● **WHAT IS EXPECTED**
Extract each line in the material below that contains the string "roof", and reproduce those lines unchanged.

(Data items)
════
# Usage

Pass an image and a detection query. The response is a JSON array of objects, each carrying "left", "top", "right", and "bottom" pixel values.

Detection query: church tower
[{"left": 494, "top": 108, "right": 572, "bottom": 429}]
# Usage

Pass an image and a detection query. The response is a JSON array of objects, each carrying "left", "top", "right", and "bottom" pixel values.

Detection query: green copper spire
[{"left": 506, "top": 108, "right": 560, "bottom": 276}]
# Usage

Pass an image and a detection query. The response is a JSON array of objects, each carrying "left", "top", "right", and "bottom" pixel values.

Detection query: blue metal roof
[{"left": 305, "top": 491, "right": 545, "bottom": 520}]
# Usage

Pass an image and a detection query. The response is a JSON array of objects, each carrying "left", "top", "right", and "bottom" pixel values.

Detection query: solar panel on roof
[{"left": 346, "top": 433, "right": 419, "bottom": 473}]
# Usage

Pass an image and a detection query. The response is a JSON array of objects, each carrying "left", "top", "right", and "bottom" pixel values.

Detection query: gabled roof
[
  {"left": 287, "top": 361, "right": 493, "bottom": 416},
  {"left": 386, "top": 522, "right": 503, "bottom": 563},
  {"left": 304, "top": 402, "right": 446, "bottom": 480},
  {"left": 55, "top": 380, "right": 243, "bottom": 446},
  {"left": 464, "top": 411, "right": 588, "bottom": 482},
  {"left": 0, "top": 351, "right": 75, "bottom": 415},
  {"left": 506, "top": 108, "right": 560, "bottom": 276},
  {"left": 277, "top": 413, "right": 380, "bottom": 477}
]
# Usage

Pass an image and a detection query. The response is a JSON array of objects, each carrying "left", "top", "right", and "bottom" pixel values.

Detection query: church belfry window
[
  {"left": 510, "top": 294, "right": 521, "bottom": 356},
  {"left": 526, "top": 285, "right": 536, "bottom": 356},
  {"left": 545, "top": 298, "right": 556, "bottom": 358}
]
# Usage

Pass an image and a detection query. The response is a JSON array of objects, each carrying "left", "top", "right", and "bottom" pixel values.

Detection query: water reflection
════
● **FULL SOLUTION**
Detection query: blue metal roof
Detection query: solar panel on roof
Detection query: gabled roof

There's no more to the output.